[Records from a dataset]
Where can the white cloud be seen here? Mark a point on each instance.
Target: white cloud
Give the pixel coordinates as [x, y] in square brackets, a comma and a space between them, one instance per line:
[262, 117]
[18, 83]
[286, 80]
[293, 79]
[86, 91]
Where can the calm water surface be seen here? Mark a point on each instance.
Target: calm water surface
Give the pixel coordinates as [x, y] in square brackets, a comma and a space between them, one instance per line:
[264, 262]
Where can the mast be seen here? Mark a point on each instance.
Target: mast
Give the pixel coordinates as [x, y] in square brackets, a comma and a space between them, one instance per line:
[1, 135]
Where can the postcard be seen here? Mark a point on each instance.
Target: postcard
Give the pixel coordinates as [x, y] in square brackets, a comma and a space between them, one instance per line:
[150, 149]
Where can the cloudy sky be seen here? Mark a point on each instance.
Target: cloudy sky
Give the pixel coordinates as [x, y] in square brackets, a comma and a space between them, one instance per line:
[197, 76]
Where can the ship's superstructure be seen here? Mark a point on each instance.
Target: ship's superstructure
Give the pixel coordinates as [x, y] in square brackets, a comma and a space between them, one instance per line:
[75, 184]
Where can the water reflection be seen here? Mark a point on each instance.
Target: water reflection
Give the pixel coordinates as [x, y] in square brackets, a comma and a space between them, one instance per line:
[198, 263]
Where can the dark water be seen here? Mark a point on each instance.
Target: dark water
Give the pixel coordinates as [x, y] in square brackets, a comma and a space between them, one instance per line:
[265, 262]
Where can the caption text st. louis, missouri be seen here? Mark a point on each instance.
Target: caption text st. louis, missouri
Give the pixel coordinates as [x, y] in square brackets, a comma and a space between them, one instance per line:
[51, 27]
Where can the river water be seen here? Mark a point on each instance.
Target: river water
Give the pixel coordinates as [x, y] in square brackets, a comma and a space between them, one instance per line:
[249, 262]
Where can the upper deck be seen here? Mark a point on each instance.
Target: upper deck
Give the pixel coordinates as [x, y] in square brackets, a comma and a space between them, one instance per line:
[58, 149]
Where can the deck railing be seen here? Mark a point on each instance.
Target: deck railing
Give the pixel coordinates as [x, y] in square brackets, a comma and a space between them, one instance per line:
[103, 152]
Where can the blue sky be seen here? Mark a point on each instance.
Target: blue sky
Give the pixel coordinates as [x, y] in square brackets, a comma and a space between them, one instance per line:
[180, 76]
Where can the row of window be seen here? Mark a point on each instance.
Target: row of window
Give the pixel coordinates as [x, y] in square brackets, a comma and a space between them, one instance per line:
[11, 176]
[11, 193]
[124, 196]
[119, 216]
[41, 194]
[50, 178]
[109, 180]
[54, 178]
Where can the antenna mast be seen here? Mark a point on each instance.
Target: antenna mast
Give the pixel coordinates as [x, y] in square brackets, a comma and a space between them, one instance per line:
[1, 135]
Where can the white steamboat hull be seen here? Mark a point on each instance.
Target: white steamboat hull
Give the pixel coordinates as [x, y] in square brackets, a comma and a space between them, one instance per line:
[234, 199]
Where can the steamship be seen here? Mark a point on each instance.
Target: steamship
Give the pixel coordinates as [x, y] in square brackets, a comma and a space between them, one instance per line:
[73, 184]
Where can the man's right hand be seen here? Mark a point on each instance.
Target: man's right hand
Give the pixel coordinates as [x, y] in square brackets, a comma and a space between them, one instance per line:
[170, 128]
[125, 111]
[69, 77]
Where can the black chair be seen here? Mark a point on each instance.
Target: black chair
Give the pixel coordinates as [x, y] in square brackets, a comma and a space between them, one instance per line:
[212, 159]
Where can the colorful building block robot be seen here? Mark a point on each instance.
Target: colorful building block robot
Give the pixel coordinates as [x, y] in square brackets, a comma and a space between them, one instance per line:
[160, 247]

### Task:
Go through the data and return each line where the word "block" appears.

### Solution below:
Where can the colorful building block robot be seen here? Mark a point on each instance.
Target: colorful building block robot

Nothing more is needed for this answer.